• [PROBLEM DETAILS] Extract the stretch of lines that starts at the line with "Reviewer note: check that every instance of the cluster" and ends at the last line of the data below. Give it exactly, without pictures.

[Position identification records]
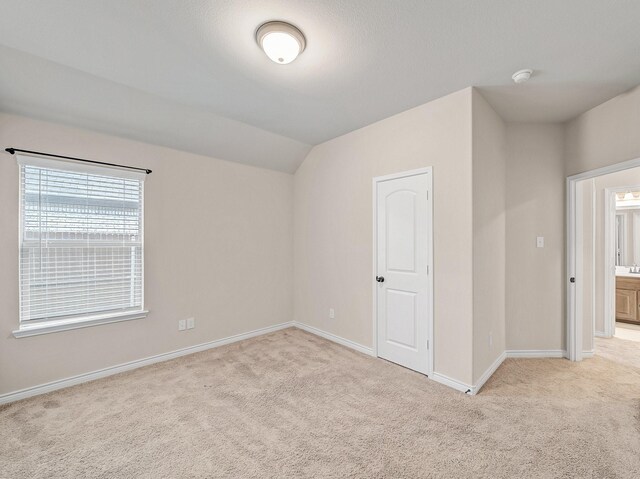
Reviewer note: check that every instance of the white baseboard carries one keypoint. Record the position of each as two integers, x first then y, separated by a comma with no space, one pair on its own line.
101,373
535,353
488,373
336,339
452,383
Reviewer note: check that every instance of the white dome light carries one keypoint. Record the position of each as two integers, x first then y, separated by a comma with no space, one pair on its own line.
282,42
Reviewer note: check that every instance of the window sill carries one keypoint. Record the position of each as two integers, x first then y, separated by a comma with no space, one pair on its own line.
75,323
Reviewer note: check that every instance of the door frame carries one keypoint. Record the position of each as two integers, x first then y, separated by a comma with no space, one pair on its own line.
574,327
430,309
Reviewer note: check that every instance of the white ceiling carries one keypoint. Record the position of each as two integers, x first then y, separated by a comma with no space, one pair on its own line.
188,74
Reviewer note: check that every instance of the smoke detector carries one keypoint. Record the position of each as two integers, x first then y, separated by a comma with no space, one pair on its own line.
522,76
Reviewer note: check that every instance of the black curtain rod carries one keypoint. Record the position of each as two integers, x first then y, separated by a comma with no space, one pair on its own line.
14,150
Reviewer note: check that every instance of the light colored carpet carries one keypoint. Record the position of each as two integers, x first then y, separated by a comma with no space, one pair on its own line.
290,404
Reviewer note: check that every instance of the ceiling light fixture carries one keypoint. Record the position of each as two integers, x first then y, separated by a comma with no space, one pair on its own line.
522,76
281,41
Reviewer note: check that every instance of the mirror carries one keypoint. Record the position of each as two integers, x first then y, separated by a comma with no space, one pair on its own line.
628,229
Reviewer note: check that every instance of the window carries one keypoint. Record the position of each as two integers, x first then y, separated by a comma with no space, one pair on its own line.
81,245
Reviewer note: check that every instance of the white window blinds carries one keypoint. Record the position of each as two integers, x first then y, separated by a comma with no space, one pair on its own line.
81,240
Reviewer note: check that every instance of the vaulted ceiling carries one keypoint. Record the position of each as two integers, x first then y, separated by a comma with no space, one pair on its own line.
189,75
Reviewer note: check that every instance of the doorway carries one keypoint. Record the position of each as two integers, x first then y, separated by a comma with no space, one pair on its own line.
403,271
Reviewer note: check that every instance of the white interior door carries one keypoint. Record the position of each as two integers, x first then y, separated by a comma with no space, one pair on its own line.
403,242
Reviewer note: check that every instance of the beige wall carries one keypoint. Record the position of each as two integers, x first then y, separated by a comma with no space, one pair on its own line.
218,238
333,247
489,248
535,207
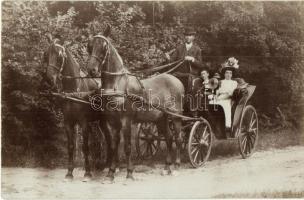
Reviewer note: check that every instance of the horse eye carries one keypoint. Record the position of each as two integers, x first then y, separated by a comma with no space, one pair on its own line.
89,48
45,57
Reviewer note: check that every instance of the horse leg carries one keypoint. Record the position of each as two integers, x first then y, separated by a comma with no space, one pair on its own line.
69,129
178,140
106,132
85,149
126,131
163,128
115,138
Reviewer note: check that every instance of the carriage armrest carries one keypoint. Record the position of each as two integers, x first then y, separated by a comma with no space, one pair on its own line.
241,97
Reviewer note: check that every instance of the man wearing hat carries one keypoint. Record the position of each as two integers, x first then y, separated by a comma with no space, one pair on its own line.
192,66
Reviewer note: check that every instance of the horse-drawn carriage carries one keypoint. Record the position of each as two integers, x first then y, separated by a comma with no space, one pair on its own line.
199,132
124,87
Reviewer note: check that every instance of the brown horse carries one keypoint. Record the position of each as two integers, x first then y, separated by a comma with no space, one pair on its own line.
163,90
60,64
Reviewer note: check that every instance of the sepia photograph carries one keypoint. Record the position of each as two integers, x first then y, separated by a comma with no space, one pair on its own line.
152,99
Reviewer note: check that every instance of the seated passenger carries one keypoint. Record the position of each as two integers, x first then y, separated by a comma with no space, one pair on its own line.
225,91
205,78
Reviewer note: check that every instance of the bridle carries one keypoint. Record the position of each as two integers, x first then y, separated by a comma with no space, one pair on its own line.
63,55
106,57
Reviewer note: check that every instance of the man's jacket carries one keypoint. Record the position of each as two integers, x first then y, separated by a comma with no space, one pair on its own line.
188,67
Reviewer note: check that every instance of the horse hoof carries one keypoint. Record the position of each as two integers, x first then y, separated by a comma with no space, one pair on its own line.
174,173
165,172
108,180
130,177
87,178
88,175
69,177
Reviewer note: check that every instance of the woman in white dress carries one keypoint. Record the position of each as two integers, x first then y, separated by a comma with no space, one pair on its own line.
225,91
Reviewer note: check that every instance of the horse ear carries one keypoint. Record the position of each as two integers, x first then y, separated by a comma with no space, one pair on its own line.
49,37
89,45
107,32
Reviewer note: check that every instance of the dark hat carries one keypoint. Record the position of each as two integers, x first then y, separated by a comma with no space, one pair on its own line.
231,64
189,31
216,75
241,83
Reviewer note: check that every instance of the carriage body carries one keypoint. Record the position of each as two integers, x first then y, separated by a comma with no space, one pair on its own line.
199,132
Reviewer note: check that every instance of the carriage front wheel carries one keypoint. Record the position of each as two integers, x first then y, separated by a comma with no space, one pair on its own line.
199,143
147,141
248,131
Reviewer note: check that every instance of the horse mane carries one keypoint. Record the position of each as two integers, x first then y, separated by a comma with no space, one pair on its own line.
112,47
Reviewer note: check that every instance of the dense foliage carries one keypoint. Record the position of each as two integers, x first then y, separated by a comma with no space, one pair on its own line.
266,37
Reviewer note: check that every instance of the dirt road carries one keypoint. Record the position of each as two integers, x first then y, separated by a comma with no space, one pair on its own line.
264,172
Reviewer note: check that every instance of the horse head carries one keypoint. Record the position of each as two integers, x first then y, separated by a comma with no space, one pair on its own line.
102,55
55,58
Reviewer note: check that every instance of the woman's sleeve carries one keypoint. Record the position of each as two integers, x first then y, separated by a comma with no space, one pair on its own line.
232,88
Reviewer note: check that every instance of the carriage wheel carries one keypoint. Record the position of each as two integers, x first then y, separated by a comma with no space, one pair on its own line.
147,141
199,144
248,131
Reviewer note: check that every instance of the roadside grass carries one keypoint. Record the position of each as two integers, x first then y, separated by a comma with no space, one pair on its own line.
268,139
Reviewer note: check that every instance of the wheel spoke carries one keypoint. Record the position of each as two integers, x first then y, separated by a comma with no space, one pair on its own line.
195,157
244,144
248,144
194,149
252,123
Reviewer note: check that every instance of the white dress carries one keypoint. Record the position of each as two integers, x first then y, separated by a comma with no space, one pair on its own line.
226,89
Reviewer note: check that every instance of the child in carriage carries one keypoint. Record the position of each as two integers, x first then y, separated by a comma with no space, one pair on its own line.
226,89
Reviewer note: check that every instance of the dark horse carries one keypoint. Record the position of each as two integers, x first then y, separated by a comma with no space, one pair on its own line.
164,90
61,64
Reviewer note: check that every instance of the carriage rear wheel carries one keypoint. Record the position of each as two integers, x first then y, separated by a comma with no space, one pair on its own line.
199,143
248,131
147,141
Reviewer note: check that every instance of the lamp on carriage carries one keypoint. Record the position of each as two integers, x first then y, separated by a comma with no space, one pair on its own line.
213,83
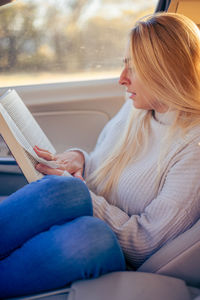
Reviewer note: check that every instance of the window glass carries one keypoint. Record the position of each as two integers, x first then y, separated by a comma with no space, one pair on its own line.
65,40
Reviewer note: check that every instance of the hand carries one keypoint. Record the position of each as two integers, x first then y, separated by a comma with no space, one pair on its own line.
72,161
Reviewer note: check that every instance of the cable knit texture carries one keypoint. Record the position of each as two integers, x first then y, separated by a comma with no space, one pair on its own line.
145,212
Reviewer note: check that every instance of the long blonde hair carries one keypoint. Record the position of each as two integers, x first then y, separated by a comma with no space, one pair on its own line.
164,51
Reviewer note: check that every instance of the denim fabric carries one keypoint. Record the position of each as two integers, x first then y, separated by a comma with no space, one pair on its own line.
49,238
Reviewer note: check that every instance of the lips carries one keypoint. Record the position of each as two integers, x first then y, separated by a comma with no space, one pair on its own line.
132,93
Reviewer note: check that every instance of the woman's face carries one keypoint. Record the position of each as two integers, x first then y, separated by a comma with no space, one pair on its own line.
138,93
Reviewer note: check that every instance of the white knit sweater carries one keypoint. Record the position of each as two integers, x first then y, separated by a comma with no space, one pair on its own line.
146,215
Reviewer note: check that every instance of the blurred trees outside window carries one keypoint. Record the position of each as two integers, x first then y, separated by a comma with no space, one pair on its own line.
50,41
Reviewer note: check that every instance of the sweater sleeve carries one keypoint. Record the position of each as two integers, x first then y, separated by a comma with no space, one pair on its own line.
172,212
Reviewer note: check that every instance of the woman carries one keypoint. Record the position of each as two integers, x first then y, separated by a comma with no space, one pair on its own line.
143,175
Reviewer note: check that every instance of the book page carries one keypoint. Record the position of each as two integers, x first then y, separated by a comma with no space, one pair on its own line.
24,127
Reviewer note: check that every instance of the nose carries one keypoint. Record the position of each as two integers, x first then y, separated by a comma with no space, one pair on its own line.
124,79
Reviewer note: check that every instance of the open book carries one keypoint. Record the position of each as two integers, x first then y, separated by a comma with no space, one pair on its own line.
21,133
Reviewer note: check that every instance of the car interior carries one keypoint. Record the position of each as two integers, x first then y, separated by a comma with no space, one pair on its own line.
83,108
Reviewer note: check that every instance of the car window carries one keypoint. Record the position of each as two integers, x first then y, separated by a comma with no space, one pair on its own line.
54,41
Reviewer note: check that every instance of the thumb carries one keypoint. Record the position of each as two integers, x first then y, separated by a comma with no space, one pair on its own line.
78,174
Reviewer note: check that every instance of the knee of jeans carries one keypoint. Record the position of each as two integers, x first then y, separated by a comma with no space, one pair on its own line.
63,183
68,188
103,241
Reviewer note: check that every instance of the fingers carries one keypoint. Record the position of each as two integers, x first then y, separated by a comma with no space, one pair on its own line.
47,170
44,153
78,174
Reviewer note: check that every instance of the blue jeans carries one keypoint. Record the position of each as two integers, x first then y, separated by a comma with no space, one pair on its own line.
49,238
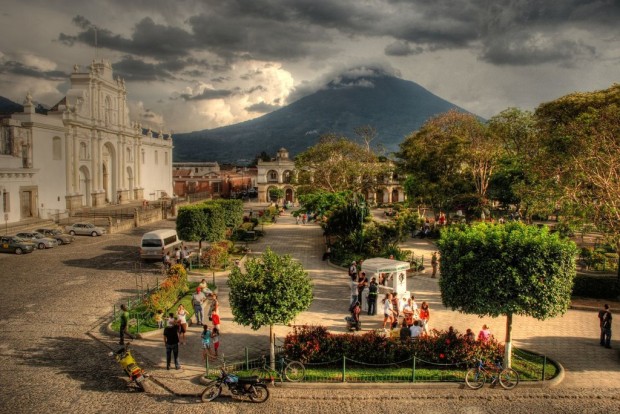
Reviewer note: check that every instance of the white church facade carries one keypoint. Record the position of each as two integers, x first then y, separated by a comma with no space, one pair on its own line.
84,153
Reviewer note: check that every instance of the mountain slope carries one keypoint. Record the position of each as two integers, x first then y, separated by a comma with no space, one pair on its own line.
393,106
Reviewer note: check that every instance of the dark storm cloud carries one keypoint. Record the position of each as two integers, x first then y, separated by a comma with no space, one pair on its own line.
148,39
503,32
402,48
262,108
528,32
208,94
17,68
132,69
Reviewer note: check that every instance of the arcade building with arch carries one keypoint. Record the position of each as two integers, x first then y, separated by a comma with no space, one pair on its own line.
85,152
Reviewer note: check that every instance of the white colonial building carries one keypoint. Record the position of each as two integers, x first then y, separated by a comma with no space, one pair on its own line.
278,173
84,153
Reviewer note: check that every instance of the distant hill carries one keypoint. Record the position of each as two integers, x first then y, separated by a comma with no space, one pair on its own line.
393,106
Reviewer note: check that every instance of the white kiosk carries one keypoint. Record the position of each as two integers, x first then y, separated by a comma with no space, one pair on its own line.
393,271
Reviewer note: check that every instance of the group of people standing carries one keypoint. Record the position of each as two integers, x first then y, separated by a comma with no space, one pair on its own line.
180,256
415,318
176,326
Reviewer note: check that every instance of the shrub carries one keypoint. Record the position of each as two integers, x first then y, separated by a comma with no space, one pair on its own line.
216,255
173,286
314,344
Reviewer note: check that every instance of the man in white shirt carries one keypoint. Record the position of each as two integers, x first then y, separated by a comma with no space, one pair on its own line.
416,329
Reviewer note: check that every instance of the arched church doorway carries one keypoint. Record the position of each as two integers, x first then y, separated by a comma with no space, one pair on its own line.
109,170
84,186
130,182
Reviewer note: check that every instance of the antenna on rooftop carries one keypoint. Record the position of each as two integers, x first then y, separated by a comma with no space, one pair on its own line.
96,47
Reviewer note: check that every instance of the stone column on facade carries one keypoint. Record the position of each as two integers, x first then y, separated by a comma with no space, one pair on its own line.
76,163
68,161
123,163
138,158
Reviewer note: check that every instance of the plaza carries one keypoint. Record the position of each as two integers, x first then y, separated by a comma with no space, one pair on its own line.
57,306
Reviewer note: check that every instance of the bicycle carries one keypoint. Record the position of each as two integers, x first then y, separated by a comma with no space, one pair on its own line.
294,371
476,377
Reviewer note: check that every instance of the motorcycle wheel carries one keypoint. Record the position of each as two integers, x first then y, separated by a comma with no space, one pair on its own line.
146,385
212,391
259,393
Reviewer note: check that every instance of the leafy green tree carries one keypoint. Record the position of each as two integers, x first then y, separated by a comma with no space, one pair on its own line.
580,160
434,160
514,181
201,222
191,223
276,194
322,202
337,164
273,290
512,269
232,211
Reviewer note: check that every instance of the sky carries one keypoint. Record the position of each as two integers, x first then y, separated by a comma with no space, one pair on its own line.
199,64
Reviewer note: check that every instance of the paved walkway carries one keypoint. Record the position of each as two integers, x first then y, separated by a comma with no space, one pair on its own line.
571,339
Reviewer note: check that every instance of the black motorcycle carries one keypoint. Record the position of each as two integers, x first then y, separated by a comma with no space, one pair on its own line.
250,387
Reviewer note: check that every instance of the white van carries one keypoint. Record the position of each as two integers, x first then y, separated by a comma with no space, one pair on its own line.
156,243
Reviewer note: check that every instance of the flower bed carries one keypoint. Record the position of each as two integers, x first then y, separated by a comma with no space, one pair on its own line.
315,344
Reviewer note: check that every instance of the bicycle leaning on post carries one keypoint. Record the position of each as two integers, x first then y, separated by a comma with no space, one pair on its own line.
476,377
294,371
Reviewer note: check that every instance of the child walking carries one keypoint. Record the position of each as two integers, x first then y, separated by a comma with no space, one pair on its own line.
216,339
206,342
159,318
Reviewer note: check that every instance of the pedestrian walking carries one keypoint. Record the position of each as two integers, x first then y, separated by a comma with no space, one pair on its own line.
198,301
485,334
171,339
362,283
206,342
215,337
123,331
605,318
353,291
373,292
182,318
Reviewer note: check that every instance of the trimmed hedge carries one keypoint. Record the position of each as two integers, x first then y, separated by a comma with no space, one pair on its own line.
170,289
315,344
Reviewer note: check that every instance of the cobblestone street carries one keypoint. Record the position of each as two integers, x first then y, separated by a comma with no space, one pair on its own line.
54,348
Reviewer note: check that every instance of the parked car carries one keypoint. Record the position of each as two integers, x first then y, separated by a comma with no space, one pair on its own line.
38,239
85,229
61,238
13,244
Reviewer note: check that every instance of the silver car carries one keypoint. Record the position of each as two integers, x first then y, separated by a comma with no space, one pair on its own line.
61,238
85,229
38,239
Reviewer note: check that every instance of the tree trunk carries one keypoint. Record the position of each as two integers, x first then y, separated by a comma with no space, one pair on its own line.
508,341
272,349
618,274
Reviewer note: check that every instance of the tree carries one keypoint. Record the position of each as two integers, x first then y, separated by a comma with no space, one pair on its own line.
201,222
514,180
337,164
434,160
321,202
276,194
273,290
512,269
232,211
580,160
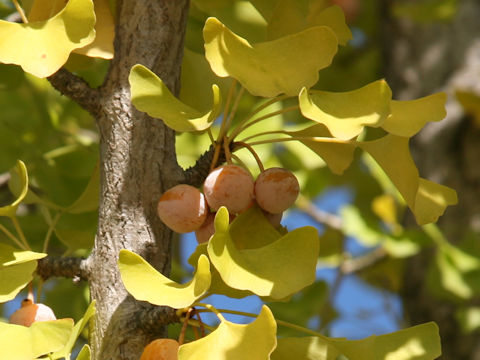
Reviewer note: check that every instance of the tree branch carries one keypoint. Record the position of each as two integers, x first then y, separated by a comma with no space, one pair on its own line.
76,89
68,267
151,319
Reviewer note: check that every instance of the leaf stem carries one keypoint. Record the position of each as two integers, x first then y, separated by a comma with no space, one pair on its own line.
273,132
20,11
231,91
20,233
259,108
279,322
12,237
253,152
211,308
50,231
300,138
234,110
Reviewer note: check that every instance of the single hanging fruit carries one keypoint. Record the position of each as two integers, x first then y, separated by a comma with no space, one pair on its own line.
230,186
182,208
276,189
161,349
30,312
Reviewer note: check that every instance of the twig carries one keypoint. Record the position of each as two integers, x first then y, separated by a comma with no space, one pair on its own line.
76,89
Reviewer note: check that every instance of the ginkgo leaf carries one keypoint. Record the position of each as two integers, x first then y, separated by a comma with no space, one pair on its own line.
42,337
281,66
35,50
338,156
102,46
345,114
408,117
425,199
431,200
84,354
147,284
254,341
151,95
291,16
16,270
20,171
88,200
420,342
76,331
277,270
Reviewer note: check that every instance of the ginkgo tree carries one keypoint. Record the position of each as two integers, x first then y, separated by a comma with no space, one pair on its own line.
141,104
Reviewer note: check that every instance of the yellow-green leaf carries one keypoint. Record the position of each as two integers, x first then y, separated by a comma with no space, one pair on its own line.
305,348
408,117
76,331
254,341
20,172
16,269
26,343
85,353
425,199
431,200
345,114
336,155
11,256
42,47
151,95
292,16
277,270
420,342
281,66
102,46
147,284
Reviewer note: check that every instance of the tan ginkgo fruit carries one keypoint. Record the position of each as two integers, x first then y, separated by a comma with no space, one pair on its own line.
30,312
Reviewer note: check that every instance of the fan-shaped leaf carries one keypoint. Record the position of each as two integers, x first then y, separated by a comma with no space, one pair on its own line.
151,95
77,330
337,156
270,68
292,16
408,117
147,284
254,341
420,342
20,172
345,114
36,51
16,269
25,343
277,270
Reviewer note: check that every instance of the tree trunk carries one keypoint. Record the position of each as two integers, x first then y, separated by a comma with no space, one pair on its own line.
137,163
420,60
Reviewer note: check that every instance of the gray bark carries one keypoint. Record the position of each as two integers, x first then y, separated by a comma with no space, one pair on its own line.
420,60
137,155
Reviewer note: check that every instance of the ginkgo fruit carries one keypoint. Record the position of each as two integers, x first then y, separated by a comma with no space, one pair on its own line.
161,349
231,186
276,189
182,208
30,312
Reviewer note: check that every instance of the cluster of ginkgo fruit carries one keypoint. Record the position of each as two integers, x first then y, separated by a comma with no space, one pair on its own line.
184,208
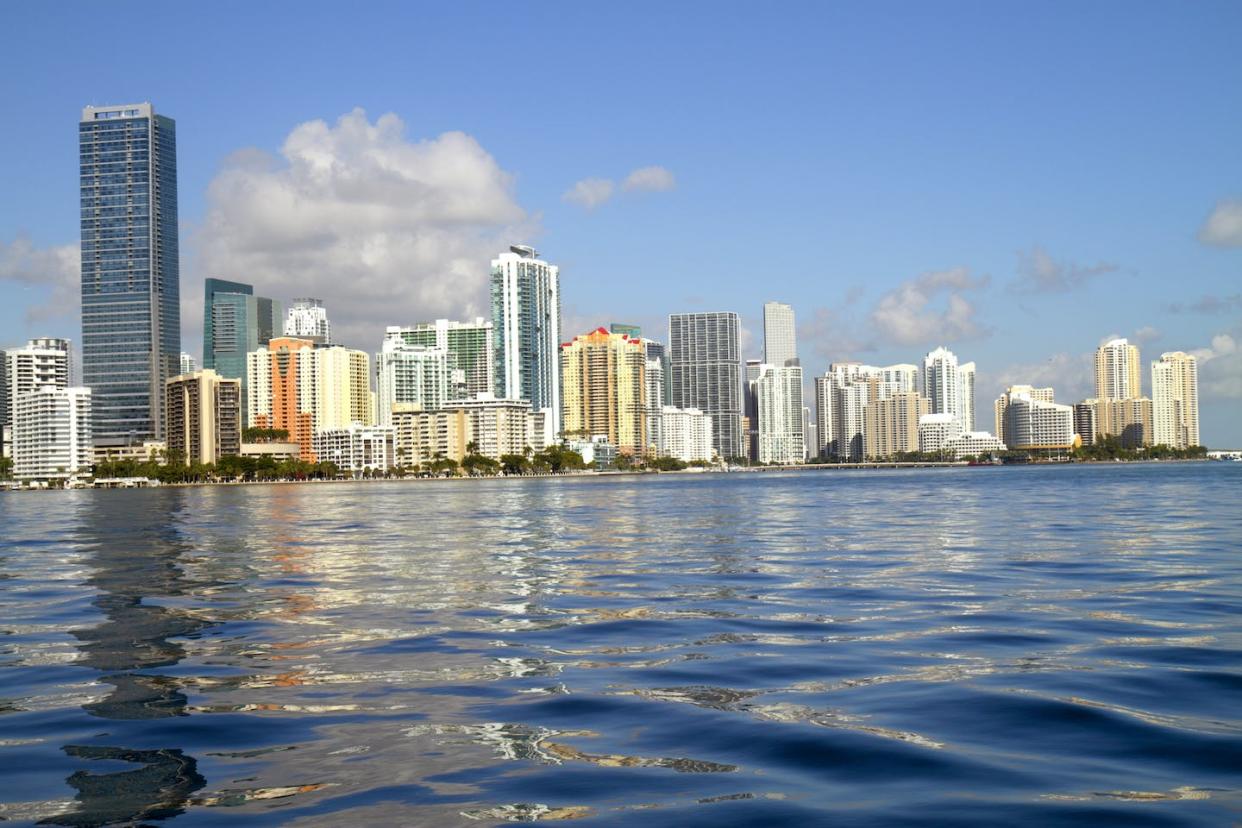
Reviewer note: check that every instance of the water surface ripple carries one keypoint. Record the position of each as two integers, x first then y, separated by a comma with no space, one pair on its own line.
1043,646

• [THE RESULT]
Reviewer note: check that every instance of the cluster of ginkgo fruit carries one keypoint. Record the position of each as two integers, x first then y, separated by a comma with no space, one pair on its own line.
184,208
Reviewer note: check that every instance of the water surface ripple carries one keypoint. Record the position of each as two integers, x first then y, separated by a comma with no space, one pair on its own line.
1043,646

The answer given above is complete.